# WRITTEN TASK:
Edit the items from the line with "Instruction: the image is above. Identify every ceiling" up to and including the line with "[288,89,309,206]" so that "ceiling fan" becomes "pendant light", and give those lines again with nothing else altered.

╭─ DATA

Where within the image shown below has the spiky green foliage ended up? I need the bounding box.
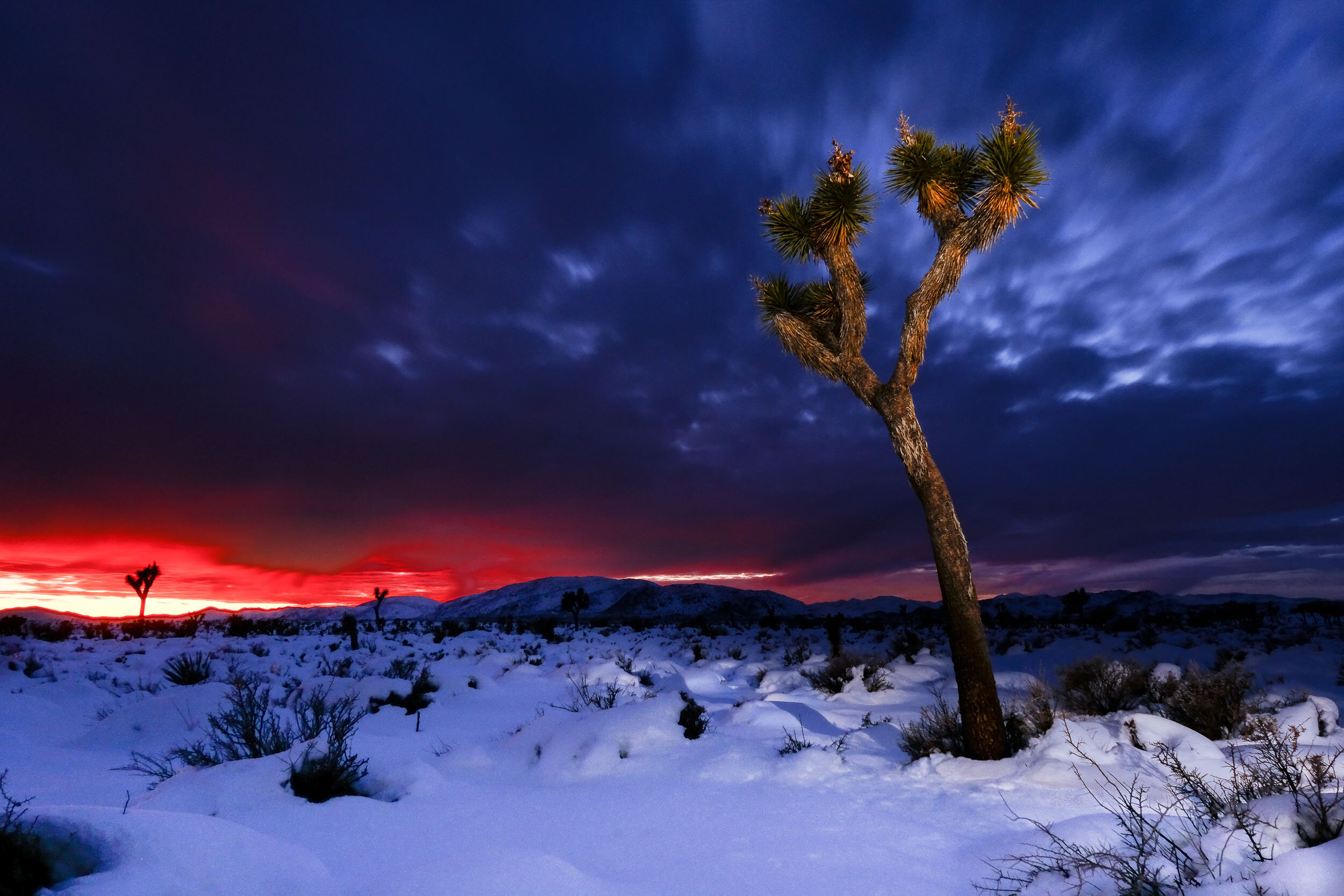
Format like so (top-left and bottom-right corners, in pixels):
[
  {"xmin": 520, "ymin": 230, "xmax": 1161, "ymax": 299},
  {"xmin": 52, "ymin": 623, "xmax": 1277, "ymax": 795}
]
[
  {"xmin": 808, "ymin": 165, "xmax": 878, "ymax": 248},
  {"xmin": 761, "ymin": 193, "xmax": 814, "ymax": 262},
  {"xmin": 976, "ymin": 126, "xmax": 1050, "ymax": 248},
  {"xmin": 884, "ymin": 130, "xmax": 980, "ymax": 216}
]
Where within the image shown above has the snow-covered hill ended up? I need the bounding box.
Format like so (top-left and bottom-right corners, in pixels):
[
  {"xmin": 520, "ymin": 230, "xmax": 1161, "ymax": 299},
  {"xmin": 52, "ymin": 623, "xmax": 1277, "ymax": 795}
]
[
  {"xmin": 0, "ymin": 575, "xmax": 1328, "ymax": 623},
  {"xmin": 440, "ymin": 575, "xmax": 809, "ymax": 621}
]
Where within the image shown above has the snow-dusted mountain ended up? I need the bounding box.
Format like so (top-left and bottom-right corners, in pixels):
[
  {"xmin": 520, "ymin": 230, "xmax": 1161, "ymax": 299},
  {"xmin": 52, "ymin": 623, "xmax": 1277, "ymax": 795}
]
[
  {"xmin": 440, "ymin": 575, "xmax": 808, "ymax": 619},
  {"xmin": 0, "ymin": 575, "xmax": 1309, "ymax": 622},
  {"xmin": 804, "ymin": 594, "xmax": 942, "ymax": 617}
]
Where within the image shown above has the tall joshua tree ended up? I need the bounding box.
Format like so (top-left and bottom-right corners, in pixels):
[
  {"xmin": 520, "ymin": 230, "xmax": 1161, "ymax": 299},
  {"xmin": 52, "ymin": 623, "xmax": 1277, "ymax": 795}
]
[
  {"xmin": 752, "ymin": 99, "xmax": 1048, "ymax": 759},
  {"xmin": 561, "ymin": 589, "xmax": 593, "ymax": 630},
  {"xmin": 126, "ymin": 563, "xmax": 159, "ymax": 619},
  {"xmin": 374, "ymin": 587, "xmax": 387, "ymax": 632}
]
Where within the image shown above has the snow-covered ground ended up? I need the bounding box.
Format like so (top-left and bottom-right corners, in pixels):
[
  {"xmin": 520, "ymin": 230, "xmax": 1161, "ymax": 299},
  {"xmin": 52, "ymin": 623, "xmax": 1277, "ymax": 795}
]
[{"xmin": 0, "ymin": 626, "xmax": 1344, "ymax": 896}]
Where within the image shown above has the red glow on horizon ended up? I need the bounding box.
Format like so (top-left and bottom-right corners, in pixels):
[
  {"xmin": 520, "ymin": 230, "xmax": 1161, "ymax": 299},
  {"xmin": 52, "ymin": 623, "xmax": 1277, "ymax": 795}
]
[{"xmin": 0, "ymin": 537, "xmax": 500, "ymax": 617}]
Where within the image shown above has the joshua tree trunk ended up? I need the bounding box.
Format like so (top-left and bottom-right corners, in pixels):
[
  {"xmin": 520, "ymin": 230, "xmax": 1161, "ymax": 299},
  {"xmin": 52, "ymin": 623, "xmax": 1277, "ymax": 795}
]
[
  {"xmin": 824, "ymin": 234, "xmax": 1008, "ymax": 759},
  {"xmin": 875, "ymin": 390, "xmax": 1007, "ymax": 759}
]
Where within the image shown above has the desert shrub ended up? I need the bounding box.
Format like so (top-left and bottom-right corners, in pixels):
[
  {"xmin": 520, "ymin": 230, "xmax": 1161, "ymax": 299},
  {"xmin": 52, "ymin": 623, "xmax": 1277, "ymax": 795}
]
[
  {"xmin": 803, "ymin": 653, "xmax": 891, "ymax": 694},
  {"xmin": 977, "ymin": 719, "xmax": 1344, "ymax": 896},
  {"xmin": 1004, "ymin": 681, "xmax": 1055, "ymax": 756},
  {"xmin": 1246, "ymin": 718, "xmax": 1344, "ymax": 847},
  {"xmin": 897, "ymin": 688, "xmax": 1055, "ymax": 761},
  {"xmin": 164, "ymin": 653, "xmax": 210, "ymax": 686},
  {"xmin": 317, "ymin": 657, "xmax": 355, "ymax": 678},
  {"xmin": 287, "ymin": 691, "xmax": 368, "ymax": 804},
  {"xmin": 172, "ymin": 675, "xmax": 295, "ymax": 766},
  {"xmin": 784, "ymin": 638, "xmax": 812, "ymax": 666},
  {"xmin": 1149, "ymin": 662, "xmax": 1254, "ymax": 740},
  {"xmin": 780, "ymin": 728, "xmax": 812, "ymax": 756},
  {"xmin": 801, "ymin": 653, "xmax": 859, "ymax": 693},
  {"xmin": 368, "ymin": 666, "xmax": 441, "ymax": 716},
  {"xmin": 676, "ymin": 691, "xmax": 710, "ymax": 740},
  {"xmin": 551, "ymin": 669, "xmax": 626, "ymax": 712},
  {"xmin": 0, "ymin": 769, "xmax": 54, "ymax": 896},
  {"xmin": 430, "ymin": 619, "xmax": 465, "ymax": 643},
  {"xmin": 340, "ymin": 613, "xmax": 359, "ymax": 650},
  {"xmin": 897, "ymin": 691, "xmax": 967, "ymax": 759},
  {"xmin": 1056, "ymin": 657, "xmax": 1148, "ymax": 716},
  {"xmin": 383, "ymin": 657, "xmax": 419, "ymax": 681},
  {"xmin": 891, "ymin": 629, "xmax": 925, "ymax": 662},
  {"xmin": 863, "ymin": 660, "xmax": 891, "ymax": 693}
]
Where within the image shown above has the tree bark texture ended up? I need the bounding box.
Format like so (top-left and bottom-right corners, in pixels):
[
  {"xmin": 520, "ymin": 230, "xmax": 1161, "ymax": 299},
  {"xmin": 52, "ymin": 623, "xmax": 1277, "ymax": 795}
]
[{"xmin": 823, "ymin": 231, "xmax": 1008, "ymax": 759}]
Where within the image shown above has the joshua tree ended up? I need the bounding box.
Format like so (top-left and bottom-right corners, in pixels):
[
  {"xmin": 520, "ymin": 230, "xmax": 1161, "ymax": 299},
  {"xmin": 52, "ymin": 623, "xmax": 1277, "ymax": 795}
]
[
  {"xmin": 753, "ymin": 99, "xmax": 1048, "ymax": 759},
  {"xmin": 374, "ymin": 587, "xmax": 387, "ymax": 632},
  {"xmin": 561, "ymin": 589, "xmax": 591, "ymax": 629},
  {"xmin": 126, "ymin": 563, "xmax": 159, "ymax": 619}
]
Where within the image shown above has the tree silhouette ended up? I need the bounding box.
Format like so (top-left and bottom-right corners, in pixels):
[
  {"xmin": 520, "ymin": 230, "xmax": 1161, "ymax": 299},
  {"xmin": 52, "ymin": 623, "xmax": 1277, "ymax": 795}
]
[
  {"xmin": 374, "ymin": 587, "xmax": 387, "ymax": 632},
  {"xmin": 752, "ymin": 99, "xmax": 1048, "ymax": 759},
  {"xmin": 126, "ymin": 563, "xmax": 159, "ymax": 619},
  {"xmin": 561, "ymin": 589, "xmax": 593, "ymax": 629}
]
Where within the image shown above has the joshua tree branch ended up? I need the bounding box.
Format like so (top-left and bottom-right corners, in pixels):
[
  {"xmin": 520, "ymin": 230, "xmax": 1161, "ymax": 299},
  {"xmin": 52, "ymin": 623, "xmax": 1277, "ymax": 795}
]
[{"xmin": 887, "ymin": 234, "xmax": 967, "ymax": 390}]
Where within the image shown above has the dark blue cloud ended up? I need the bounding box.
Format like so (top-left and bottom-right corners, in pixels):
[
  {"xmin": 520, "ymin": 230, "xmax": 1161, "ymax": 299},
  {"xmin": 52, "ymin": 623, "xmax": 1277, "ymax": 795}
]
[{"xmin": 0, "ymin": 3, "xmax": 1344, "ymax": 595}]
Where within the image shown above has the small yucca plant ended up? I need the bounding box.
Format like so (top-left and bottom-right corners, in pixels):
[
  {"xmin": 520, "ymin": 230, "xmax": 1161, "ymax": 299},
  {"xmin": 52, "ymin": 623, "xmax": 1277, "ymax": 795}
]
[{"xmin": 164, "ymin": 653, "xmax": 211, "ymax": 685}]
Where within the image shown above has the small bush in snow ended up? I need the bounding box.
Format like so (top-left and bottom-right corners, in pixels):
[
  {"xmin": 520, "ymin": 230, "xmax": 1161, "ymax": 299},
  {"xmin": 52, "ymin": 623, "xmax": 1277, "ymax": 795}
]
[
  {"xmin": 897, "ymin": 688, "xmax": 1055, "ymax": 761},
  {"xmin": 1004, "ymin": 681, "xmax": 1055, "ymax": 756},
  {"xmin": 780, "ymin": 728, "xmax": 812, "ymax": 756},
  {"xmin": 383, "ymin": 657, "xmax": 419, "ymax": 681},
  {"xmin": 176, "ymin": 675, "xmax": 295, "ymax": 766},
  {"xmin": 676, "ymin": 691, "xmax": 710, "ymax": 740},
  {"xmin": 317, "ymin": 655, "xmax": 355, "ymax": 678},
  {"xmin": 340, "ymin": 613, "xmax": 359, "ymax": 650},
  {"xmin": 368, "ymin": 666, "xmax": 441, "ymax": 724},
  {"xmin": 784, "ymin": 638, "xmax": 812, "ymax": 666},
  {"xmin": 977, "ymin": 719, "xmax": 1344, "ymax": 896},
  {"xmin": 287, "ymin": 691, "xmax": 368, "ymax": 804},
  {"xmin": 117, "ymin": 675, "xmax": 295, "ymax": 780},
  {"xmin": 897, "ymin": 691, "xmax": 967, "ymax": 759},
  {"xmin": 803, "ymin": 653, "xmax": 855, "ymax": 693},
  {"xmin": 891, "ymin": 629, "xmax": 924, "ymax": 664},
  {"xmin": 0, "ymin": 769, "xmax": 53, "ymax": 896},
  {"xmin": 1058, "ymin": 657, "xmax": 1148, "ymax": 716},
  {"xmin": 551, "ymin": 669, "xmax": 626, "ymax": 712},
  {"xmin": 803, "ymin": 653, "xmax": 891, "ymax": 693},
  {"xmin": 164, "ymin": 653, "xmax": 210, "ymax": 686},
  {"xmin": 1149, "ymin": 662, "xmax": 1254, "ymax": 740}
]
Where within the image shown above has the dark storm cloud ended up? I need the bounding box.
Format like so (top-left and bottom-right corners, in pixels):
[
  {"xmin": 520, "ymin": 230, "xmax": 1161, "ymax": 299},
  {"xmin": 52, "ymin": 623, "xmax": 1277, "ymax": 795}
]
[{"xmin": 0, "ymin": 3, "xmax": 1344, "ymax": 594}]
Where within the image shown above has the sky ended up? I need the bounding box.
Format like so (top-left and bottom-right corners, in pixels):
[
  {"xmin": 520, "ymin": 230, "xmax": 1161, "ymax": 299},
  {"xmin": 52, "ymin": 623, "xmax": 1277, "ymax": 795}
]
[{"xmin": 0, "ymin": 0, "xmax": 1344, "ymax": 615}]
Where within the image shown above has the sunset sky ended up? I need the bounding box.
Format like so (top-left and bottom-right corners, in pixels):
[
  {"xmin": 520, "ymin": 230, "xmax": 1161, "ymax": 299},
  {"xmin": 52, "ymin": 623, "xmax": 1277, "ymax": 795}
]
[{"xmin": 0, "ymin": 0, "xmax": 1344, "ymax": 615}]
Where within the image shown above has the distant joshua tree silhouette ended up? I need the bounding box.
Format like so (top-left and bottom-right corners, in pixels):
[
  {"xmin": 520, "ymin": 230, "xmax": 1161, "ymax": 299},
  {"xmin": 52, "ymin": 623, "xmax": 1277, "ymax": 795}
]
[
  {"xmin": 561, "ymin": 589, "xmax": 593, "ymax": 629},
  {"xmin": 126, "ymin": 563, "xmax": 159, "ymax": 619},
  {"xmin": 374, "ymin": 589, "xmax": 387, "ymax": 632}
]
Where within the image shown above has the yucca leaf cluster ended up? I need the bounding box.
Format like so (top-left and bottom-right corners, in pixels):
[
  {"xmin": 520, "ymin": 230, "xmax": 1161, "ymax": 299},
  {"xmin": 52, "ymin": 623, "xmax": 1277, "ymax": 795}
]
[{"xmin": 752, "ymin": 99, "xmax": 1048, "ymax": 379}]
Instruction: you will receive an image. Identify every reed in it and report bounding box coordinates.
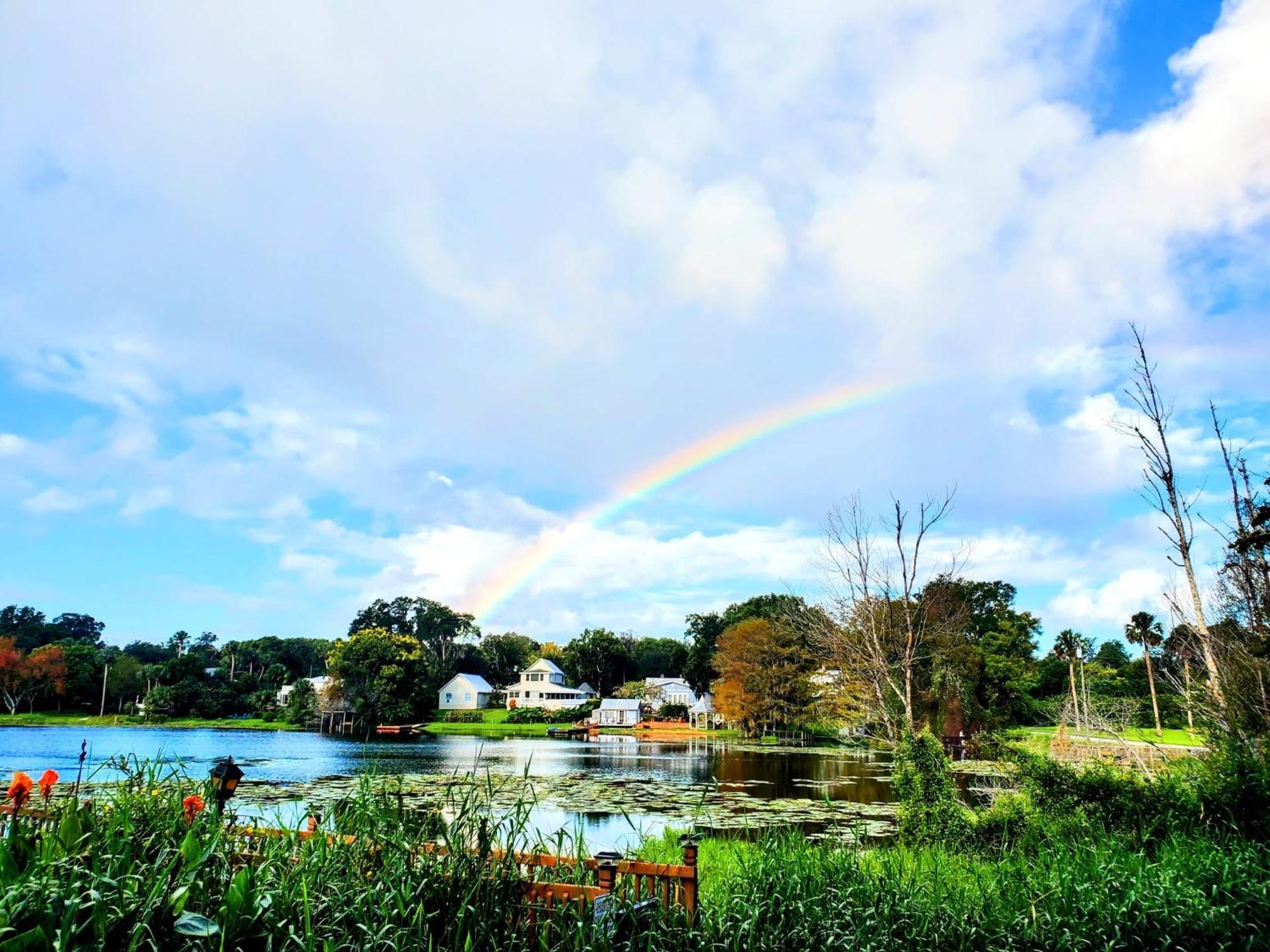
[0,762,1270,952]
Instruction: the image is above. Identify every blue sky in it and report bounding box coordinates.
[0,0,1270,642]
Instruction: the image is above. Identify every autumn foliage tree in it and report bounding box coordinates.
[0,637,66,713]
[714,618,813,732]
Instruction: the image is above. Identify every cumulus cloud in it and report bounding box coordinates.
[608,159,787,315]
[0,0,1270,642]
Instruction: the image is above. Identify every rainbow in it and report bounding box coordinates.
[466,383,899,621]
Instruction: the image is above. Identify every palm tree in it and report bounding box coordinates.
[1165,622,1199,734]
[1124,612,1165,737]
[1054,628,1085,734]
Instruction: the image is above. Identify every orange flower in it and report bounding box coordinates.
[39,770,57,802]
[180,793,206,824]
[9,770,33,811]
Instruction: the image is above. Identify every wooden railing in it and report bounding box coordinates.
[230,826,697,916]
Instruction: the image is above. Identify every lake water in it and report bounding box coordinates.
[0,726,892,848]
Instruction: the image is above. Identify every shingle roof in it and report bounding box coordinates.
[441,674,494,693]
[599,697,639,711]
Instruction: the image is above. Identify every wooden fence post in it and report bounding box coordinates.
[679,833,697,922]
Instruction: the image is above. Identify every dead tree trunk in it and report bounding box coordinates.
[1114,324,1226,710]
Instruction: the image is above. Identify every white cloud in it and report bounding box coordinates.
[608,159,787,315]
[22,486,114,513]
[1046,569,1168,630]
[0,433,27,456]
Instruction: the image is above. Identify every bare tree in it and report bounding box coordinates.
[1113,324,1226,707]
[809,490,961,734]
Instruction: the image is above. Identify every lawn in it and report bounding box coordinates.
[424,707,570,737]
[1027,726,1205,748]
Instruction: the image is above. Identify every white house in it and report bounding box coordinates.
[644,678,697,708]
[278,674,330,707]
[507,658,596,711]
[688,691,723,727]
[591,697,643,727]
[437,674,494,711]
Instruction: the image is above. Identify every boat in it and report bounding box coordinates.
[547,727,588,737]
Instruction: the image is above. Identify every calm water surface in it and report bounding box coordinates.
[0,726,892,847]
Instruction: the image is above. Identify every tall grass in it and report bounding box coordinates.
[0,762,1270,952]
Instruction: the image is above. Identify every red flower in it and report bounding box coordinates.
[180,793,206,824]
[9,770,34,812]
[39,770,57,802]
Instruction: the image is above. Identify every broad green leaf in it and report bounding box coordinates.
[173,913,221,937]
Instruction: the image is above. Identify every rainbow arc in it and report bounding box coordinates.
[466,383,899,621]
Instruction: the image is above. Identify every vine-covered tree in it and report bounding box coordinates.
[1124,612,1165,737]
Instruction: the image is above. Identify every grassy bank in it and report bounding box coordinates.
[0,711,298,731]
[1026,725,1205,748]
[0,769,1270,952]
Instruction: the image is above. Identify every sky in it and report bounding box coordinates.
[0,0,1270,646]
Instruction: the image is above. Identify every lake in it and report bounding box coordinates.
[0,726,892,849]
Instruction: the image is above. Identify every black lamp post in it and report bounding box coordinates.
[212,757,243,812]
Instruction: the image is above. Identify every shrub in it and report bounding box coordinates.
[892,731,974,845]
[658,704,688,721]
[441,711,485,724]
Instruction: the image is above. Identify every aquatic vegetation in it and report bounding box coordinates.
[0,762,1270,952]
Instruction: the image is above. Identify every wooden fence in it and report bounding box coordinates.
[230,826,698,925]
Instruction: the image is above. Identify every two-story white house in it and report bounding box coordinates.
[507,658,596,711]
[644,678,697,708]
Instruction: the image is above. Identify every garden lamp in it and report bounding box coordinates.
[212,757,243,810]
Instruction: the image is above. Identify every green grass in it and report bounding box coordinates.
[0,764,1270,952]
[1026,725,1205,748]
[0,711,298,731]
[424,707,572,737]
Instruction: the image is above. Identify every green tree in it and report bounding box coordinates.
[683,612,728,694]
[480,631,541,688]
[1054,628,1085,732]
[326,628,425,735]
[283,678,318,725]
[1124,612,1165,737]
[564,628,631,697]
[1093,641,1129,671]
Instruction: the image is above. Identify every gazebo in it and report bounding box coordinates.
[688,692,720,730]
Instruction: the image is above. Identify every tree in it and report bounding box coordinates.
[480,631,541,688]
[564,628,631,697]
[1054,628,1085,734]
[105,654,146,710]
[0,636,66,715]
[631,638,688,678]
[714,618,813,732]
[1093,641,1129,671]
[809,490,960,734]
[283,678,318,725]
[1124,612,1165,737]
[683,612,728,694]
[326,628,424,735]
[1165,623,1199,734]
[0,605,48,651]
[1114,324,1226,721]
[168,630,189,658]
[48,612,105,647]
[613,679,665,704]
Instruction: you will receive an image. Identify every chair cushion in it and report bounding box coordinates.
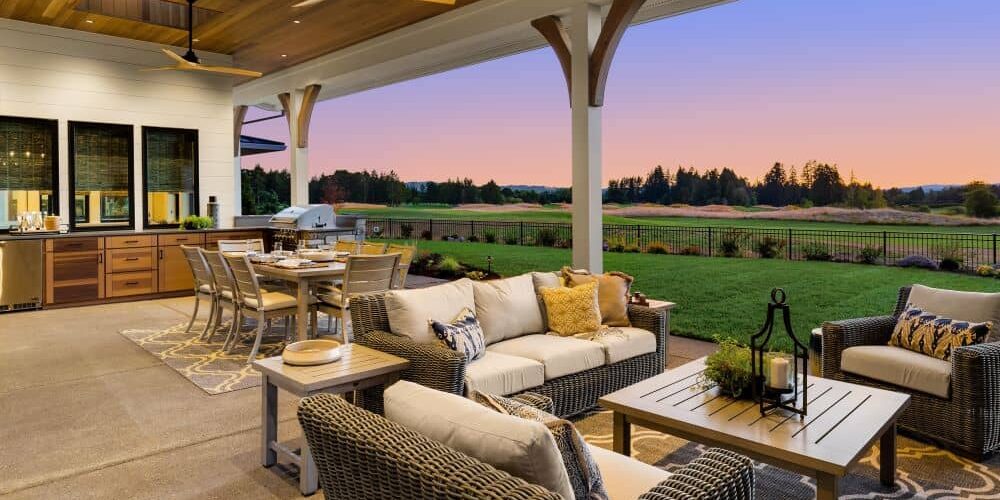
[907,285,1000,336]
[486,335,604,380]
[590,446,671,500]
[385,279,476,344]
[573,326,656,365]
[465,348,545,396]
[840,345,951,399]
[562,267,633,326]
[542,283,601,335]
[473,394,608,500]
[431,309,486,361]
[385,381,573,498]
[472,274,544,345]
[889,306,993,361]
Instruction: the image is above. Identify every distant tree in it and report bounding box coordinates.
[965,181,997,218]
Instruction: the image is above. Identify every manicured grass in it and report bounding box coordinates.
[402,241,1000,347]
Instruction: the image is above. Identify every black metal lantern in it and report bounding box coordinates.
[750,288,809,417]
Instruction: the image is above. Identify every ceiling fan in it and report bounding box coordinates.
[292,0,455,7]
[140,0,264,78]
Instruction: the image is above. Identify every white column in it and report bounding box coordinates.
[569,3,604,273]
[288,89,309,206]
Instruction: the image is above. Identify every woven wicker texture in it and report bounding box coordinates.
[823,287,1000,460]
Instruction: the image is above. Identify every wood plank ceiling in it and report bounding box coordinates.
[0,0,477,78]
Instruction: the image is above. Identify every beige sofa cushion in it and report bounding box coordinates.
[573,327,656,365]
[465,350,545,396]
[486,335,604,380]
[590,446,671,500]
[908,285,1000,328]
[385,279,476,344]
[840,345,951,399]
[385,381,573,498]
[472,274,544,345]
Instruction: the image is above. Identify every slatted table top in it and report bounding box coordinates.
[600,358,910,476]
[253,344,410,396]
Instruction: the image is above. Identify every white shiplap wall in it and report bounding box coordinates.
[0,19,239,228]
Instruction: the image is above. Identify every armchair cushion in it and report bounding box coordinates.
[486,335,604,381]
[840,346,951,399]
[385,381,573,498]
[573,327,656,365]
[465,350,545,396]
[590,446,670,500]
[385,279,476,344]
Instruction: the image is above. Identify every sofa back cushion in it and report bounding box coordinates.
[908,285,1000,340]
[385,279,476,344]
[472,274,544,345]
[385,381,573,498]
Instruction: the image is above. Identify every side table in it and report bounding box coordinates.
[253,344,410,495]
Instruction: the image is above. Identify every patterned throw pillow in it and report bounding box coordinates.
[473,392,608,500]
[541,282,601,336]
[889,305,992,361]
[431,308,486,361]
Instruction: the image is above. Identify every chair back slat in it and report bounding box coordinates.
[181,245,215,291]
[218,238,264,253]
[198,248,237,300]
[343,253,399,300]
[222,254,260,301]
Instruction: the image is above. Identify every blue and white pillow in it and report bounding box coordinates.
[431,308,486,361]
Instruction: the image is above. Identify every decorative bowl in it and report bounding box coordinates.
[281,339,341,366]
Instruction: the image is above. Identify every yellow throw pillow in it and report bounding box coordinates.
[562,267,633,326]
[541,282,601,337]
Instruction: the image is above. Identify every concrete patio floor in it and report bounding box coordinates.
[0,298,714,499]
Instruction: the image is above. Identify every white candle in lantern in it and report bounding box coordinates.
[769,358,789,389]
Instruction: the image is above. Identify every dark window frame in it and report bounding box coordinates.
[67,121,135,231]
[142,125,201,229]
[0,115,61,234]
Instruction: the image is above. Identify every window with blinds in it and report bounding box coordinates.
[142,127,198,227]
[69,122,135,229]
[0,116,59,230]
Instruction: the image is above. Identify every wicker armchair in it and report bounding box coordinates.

╰─

# RIGHT ANSWER:
Instruction: the image is above. Identify every pendant light in it and report bounding box coordinates.
[292,0,455,7]
[140,0,264,78]
Instruction: the image is above. Identify every white column in it and report bounding box coordinates.
[569,3,604,273]
[288,89,309,206]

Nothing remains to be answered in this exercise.